Activity 1 –
Check each statement against the interview about Alzheimer's. Answer yes or no and quote the deciding words. (a) Megan finds talk about tomorrow easier than questions about yesterday. (b) Megan says her low point came when her memory first began to slip. (c) Brad says sending patients down the depression route first wastes time.
Activity 2 –
Write the next part of the interview about Alzheimer's, picking up after Brad's last answer.

::: Excerpt to read :::

ARF: What is it like when you can't recall something that you know you knew at some point?

Megan: It is frustrating. … I tell people that I am good at going forward but not good at going backward. If somebody asks me about something that was yesterday, I won't know. But if you talk to me about tomorrow, that will be fine. I understand that is a problem. I try not to worry too much about it. I just try to do as much as I can.

ARF: What was the low point?

Megan: When I found out about the Alzheimer's. I am praying that it will get better.

ARF: Brad, knowing what you know now, what do you want to see change?

Brad: I want the community-based physicians to not go straight to depression when they encounter something they can't explain, especially when there is no history of depression in that person. As I was reading up on MS, vascular dementia, and even Parkinson's, people sometimes get sent down the depression route first. It wastes precious time and frustrates the patient and family.

::: Source data :::

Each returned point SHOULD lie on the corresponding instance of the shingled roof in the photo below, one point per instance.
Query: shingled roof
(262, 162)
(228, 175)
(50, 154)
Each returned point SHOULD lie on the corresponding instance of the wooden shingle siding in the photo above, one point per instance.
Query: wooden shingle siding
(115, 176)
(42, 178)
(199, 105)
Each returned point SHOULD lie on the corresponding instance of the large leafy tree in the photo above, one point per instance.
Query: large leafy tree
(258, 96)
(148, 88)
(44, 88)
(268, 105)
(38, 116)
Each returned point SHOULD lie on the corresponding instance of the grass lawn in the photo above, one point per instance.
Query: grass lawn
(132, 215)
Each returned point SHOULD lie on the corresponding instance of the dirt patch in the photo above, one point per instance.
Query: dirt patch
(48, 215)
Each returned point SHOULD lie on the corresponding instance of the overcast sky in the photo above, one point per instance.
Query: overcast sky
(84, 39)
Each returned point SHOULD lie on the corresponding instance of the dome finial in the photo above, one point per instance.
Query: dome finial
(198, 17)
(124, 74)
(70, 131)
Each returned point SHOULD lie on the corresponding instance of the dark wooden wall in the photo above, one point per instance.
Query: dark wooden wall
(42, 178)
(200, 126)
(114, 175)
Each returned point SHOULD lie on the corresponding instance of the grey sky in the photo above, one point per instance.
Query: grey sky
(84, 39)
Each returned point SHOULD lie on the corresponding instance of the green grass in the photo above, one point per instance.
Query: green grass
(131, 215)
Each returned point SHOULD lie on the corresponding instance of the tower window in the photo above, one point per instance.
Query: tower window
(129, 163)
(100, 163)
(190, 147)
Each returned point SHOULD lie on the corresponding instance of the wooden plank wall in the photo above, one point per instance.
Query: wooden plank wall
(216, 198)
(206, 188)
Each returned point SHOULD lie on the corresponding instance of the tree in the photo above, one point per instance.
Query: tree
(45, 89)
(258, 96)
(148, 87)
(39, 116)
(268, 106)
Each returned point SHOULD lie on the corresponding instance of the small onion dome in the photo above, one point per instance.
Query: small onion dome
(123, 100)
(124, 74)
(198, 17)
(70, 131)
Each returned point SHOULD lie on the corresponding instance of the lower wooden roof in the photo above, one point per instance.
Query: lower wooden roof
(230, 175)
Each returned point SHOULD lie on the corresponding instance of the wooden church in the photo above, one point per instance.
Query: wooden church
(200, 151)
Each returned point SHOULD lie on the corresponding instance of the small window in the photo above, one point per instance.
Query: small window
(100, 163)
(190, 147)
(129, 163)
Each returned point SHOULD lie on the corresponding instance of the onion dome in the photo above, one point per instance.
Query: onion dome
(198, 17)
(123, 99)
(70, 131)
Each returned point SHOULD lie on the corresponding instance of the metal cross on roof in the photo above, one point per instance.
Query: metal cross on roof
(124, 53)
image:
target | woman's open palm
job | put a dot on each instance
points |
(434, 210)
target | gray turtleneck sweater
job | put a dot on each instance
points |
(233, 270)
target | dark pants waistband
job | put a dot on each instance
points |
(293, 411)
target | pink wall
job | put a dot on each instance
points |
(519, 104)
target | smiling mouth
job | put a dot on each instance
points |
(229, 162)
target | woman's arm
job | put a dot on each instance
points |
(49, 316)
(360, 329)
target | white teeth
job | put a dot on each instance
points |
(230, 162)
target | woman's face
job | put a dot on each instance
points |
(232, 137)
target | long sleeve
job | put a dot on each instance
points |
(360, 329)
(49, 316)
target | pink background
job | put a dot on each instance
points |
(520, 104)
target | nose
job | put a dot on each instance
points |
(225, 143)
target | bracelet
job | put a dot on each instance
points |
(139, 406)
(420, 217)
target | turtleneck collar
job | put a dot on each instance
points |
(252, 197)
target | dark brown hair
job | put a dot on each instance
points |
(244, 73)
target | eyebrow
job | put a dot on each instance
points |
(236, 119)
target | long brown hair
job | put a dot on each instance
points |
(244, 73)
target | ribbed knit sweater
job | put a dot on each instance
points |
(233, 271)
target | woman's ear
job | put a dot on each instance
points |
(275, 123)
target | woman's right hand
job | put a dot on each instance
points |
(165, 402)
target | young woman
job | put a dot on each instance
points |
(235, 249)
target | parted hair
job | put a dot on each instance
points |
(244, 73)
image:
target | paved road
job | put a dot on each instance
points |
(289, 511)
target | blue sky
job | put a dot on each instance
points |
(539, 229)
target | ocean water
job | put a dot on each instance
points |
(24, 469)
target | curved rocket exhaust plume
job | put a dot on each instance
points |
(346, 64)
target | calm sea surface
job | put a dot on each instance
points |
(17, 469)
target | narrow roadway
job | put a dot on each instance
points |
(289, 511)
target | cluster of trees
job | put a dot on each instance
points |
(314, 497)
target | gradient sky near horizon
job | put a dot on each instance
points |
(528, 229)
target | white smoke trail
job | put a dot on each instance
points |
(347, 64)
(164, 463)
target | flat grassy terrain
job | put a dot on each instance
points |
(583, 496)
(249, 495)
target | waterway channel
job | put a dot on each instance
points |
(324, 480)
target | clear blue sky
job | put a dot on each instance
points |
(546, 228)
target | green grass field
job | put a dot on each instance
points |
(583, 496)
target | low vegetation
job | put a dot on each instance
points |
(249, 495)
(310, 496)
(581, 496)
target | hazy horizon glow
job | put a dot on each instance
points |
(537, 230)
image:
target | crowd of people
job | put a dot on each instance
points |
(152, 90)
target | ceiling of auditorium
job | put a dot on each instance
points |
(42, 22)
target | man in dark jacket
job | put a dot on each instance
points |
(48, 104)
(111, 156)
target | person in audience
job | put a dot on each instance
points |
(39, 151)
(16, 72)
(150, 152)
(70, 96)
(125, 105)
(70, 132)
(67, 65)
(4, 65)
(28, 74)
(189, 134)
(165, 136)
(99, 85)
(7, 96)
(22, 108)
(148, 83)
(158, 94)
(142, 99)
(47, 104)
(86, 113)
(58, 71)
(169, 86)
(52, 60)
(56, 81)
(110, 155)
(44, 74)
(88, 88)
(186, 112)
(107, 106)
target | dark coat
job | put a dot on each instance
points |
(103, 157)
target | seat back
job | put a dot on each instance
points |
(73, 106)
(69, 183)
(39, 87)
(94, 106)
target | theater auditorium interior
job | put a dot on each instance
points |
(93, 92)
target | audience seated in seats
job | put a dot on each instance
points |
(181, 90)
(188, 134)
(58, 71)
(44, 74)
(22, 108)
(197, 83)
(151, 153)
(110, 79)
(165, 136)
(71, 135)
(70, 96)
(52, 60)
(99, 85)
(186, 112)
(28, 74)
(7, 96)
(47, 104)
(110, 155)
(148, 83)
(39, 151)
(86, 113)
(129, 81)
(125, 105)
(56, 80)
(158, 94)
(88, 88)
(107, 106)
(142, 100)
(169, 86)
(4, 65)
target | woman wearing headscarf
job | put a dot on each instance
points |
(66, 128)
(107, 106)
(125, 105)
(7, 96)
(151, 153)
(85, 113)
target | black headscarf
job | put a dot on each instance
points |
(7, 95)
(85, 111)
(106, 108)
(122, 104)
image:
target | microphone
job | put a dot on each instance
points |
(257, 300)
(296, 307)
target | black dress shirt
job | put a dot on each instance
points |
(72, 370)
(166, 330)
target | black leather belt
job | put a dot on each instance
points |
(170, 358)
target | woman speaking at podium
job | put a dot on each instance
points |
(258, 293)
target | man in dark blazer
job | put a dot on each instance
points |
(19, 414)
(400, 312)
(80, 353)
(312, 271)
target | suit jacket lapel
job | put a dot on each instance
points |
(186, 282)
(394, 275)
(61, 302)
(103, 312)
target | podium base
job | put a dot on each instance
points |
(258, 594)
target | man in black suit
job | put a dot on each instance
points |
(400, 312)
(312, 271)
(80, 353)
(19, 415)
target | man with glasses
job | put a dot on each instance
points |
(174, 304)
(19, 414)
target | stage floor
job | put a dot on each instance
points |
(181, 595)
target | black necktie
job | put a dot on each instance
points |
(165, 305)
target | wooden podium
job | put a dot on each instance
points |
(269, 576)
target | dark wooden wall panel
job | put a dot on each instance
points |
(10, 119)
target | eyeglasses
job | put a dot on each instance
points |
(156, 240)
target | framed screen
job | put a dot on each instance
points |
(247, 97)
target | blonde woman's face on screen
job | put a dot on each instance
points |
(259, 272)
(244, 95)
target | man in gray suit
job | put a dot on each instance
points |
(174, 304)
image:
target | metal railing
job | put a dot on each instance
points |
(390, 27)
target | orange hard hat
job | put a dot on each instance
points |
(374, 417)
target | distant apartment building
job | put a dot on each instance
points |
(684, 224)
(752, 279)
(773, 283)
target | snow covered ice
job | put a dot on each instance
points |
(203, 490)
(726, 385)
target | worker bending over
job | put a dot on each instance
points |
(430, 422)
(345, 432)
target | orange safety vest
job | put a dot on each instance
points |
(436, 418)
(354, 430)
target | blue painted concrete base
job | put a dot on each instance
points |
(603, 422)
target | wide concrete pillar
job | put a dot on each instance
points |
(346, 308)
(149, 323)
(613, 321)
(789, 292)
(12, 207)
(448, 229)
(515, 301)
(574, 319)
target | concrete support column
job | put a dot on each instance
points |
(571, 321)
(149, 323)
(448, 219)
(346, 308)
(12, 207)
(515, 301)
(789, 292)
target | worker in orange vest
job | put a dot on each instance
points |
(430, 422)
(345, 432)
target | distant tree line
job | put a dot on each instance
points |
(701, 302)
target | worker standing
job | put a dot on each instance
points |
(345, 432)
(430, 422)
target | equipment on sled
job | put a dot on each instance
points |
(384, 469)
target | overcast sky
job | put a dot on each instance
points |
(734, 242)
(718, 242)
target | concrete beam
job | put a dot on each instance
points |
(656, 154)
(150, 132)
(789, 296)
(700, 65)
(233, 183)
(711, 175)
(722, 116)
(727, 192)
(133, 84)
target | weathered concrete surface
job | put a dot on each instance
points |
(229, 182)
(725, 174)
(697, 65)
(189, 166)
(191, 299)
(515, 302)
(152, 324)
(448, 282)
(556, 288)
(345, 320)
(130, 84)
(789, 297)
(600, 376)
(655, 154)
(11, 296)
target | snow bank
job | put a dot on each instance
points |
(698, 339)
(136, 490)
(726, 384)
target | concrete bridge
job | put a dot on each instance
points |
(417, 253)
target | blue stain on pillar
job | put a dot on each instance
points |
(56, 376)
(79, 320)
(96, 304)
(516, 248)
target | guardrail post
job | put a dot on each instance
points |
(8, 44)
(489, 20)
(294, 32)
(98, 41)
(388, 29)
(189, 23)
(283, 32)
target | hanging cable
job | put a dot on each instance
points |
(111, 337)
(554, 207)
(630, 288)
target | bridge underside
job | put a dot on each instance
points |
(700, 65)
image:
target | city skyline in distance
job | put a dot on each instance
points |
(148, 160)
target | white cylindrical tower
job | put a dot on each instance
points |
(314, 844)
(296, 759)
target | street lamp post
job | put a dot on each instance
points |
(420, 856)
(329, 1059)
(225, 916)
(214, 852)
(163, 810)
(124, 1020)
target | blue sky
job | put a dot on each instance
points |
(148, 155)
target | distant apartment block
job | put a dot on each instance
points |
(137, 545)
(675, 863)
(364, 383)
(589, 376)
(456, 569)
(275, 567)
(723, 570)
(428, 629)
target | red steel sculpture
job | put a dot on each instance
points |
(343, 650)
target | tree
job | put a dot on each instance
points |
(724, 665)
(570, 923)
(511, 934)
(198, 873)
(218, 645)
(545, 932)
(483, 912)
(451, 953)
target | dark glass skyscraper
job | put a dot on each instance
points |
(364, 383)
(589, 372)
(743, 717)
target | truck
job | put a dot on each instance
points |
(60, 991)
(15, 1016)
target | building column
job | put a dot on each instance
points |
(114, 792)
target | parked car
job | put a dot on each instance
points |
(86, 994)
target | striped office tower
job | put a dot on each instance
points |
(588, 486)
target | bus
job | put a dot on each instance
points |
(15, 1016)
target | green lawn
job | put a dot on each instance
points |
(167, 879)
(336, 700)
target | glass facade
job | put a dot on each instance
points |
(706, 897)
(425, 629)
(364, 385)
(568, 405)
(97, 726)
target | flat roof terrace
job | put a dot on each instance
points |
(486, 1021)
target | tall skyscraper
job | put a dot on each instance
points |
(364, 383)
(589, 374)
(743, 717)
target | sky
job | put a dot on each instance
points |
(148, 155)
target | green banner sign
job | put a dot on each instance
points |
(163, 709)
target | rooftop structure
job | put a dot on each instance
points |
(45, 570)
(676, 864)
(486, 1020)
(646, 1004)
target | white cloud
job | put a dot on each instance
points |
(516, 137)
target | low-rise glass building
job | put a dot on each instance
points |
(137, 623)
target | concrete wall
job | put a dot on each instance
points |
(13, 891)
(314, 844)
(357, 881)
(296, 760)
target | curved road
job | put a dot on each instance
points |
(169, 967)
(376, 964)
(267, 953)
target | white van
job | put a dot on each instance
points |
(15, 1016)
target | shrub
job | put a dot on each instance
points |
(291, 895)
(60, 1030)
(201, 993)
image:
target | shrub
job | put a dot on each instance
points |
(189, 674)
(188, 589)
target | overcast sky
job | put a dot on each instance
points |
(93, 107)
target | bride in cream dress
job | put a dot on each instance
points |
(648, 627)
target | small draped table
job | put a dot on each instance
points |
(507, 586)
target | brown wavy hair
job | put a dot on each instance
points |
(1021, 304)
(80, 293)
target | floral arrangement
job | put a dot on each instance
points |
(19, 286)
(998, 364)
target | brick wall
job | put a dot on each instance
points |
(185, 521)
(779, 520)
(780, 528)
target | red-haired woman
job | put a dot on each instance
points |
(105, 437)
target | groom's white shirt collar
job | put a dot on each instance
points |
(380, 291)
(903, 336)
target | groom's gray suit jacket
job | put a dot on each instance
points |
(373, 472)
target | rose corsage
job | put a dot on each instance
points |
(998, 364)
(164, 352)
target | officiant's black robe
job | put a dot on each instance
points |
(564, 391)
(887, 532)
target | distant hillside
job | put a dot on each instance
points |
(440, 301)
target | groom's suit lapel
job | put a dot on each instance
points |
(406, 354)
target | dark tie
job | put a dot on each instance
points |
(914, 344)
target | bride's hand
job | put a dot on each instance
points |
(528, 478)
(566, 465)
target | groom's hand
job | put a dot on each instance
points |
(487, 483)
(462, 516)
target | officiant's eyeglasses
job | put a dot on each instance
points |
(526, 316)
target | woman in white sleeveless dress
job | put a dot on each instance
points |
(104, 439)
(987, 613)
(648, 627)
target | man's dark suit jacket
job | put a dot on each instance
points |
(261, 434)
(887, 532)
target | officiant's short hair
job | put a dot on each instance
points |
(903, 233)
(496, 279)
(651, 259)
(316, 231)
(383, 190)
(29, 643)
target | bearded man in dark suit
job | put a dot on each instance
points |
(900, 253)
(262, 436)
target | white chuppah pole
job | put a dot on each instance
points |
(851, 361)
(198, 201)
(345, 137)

:::

Answer box 1 –
(a) Yes: "If somebody asks me about something that was yesterday, I won't know. But if you talk to me about tomorrow, that will be fine."
(b) No: "When I found out about the Alzheimer's."
(c) Yes: "It wastes precious time and frustrates the patient and family."

Answer box 2 –
Doctors in community settings have become more aware that depression is common, but they are not aware that AD, too, is not that rare, at least not in people in their fifties and even forties. I have had to learn that, and physicians should all know it, too.

If it's not depression, the family really needs to go to an academic medical center. I don't understand why our neurologist did not refer us there earlier. Why did he hold on to the depression diagnosis for a full year when it obviously was not working?

I also think they could have noticed the iron component earlier. It was a straightforward blood test. Apparently, unless a patient comes in with anemia, community-based physicians will not test iron if the symptoms are psychiatric, as they thought initially. But hemochromatosis is not that rare, either.

ARF: You were articulate and persistent in your dealings with your physicians. If you had been less forceful, would you have seen Dr. Myer?

Brad: No. If I was like many people who tend to accept what the doctor says as final, we'd still be going to psychotherapy.

Editor's note: Cases where a person has separate independent mutations for hemochromatosis and for eFAD are rare. Even so, doctors should be aware of the genetic complexity of eFAD. Researchers have associated hemochromatosis genes and high brain iron levels with an increased risk for Alzheimer disease, and they are beginning to study how additional genetic changes can interact with eFAD mutations to lower the age when a person with eFAD mutations develops the disease (e.g., Connor and Lee, 2006; Lehmann et al., 2006; Schmechel et al., 2006).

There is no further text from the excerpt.